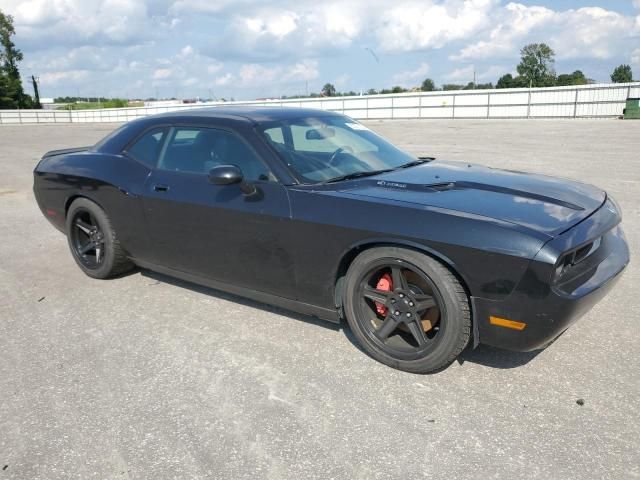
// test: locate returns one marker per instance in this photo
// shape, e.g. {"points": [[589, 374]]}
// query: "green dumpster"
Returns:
{"points": [[632, 108]]}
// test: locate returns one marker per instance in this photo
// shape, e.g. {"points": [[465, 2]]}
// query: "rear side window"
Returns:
{"points": [[199, 149], [147, 148]]}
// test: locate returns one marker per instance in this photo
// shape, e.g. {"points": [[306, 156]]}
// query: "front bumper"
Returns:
{"points": [[548, 309]]}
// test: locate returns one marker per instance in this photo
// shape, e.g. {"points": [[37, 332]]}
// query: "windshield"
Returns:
{"points": [[322, 149]]}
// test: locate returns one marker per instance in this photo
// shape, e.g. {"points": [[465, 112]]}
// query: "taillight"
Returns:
{"points": [[576, 256]]}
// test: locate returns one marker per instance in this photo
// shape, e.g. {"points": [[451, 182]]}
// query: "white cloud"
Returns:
{"points": [[226, 79], [162, 74], [590, 32], [63, 77], [411, 77], [279, 25], [635, 60], [256, 74], [418, 25], [466, 74]]}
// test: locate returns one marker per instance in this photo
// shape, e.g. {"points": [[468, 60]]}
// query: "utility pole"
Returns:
{"points": [[36, 93]]}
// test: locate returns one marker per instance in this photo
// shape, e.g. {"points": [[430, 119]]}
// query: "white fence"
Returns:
{"points": [[584, 101]]}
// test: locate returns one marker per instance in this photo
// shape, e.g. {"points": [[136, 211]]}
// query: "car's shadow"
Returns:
{"points": [[482, 355]]}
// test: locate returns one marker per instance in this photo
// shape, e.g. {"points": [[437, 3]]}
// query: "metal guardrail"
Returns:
{"points": [[583, 101]]}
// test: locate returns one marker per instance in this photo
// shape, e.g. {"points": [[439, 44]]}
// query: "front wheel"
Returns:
{"points": [[93, 241], [406, 309]]}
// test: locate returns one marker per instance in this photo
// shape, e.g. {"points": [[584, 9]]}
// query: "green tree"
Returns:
{"points": [[505, 81], [329, 90], [36, 93], [622, 74], [12, 92], [428, 85], [575, 78], [536, 65]]}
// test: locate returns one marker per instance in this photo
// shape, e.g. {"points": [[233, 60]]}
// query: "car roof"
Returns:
{"points": [[252, 113]]}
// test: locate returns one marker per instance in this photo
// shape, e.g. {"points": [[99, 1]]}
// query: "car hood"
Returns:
{"points": [[545, 204]]}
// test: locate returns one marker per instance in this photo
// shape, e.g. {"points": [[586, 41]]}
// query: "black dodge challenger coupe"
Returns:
{"points": [[312, 211]]}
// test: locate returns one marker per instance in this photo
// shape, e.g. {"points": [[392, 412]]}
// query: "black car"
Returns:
{"points": [[312, 211]]}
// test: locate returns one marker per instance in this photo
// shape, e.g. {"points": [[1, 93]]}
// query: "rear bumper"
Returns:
{"points": [[546, 309]]}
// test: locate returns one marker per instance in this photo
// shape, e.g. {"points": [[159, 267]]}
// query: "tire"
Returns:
{"points": [[447, 330], [88, 223]]}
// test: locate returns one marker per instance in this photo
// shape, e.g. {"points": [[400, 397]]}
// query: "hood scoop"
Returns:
{"points": [[464, 185]]}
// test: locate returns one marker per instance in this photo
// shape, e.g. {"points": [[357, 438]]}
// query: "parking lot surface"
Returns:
{"points": [[148, 377]]}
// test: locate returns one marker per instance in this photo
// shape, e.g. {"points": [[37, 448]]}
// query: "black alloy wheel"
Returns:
{"points": [[410, 323], [88, 239], [93, 241], [406, 309]]}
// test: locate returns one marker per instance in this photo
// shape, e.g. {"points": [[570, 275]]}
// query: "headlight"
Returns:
{"points": [[613, 206]]}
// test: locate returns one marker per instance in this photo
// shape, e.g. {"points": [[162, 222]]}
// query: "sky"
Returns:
{"points": [[246, 49]]}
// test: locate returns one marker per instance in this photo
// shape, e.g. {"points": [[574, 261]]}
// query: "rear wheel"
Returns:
{"points": [[93, 241], [406, 309]]}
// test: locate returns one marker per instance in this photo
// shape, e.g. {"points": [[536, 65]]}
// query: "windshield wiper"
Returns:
{"points": [[419, 161], [350, 176]]}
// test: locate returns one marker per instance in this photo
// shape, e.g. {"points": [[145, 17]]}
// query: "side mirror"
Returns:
{"points": [[229, 175], [225, 175]]}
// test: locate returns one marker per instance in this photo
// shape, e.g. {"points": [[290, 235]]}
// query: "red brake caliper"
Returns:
{"points": [[386, 285]]}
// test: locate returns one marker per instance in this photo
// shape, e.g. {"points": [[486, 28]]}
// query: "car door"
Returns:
{"points": [[216, 231]]}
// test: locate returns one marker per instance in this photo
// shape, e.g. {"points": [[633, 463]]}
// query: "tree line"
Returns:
{"points": [[11, 92], [536, 69]]}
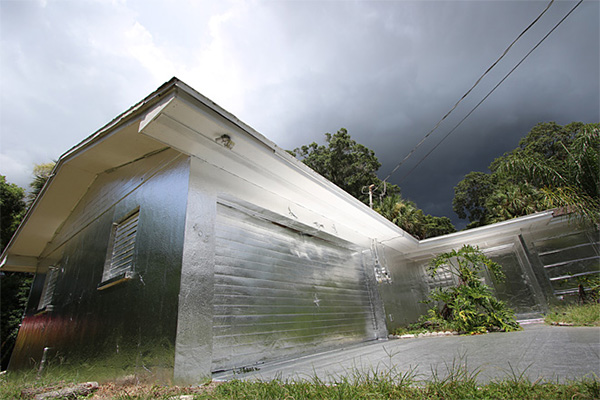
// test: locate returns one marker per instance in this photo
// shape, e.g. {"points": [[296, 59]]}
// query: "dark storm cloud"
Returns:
{"points": [[387, 71], [399, 67]]}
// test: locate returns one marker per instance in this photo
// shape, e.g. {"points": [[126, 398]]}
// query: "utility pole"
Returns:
{"points": [[371, 196]]}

- PROBLEM TO WORK ON: All the records above need to be given again word for word. Skip the pictures.

- WRITTEN SOLUTION:
// test: locate returns one marker per instance in this photo
// shape, e.g. {"points": [[589, 374]]}
// query: "green dumpster"
Returns:
{"points": [[632, 108]]}
// test: locate returns one marker per instance in this photo
// shape, e.g. {"points": [[465, 2]]}
// query: "rear side window"
Returns:
{"points": [[199, 149], [147, 148]]}
// test: locate returns one marker per instance in this photo
// shape, e.g. {"points": [[306, 156]]}
// query: "front bumper"
Returns:
{"points": [[548, 309]]}
// test: locate returns one marker per instance in this photo
// shape, e.g. {"points": [[37, 332]]}
// query: "windshield"
Returns:
{"points": [[322, 149]]}
// test: locate returns one marker per instance in this photo
// shape, e.g. {"points": [[465, 112]]}
// query: "taillight"
Returns:
{"points": [[576, 256]]}
// test: locate returns one marker per instance in this photo
// shape, e.g. {"points": [[451, 182]]}
// query: "white cloud"
Returns:
{"points": [[226, 79], [162, 74], [590, 32], [63, 77], [411, 77], [279, 25], [635, 60], [256, 74], [418, 25], [466, 74]]}
// test: locate returns one marker per instance in this photo
// shape, e.g. {"points": [[468, 60]]}
// query: "utility pole"
Returns:
{"points": [[36, 93]]}
// test: locate returns one marker per instance in this photo
// shape, e.g. {"points": [[430, 119]]}
// query: "white fence"
Returns:
{"points": [[584, 101]]}
// test: locate returns one marker per instance in this photo
// shape, e.g. {"points": [[136, 211]]}
// query: "car's shadow"
Returns:
{"points": [[482, 355]]}
// test: locate returns one marker per instance in this photo
// shape, e.g. {"points": [[437, 3]]}
// query: "metal guardrail"
Returns:
{"points": [[583, 101]]}
// test: locate returns one marker per instance in this photo
// shape, e.g. {"points": [[439, 44]]}
// query: "front wheel"
Returns:
{"points": [[93, 241], [406, 309]]}
// test: locate returns one marker per instance in this photo
// shape, e.g. {"points": [[584, 9]]}
// query: "green tree"
Returns:
{"points": [[505, 81], [329, 90], [36, 93], [622, 74], [12, 92], [428, 85], [575, 78], [536, 65]]}
// test: locate returns one marker per instance in this photo
// shape, e.g. {"points": [[233, 60]]}
// query: "car roof"
Returns:
{"points": [[252, 113]]}
// test: locate returns one marker per instance in this photo
// shape, e.g. {"points": [[99, 1]]}
// query: "car hood"
Returns:
{"points": [[545, 204]]}
// test: locate returns one marker per instance in this photo
// shape, e.g. {"points": [[586, 41]]}
// query: "black dodge challenger coupe"
Returns:
{"points": [[312, 211]]}
// test: locate returns one marker per instance in this photo
// shape, e.g. {"points": [[392, 412]]}
// query: "black car"
Returns:
{"points": [[312, 211]]}
// test: locate returns one marker per instance in this photo
// shape, e.g. {"points": [[1, 93]]}
// query: "rear bumper"
Returns:
{"points": [[546, 309]]}
// test: locate returns one marker per instance in this photo
// shape, e.g. {"points": [[159, 267]]}
// query: "tire"
Returns:
{"points": [[447, 330], [88, 223]]}
// test: locate returns one marker per instance in this photo
// shape, e.g. {"points": [[400, 397]]}
// query: "hood scoop"
Returns:
{"points": [[464, 185]]}
// test: locate returns one marker per instance in this photo
// shape, e.g. {"points": [[357, 438]]}
// query: "parking lot surface"
Returns:
{"points": [[148, 377]]}
// test: locate returns one marker per instance in this photo
// shape, e.g. {"points": [[37, 448]]}
// query: "black alloy wheel"
Returns:
{"points": [[410, 323], [88, 239], [93, 241], [406, 309]]}
// test: locate returns one marker per instance in this photo
// shape, e.g. {"points": [[570, 275]]}
// query: "headlight"
Returns:
{"points": [[613, 206]]}
// test: locate returns one marker per instance in this photo
// shape, e.g. {"points": [[162, 222]]}
// query: "sky"
Returns:
{"points": [[246, 49]]}
// test: locate returns one marker per instance in this photo
// shape, e.g. {"points": [[574, 261]]}
// query: "rear wheel"
Returns:
{"points": [[93, 241], [406, 309]]}
// test: locate returns one marker per instance in this photo
// shape, e.g. {"points": [[536, 65]]}
// query: "windshield wiper"
Returns:
{"points": [[419, 161], [350, 176]]}
// test: locate returns one marker per instance in this photo
// shape, e.g. {"points": [[145, 17]]}
// query: "side mirror"
Returns:
{"points": [[229, 175], [225, 175]]}
// test: locate returns one marker per instance in this photo
// shape, e.g. {"points": [[290, 235]]}
// query: "red brake caliper"
Returns:
{"points": [[386, 285]]}
// test: locate returns one marker per instance in this photo
// shape, e.g. {"points": [[486, 28]]}
// query: "car door"
Returns:
{"points": [[216, 231]]}
// test: locate returns one marker per instance in this photo
// shape, e.g. {"points": [[633, 463]]}
// query: "tree line"
Returns:
{"points": [[11, 92], [536, 69]]}
// test: locate returns one marker per instance in this photo
// shape, e.g. {"points": [[296, 59]]}
// query: "dark storm cloud"
Returns:
{"points": [[387, 71], [399, 67]]}
// test: locate returns one marker per instance in this photo
// shape, e.g. {"points": [[126, 398]]}
// query: "utility pole"
Returns:
{"points": [[371, 196]]}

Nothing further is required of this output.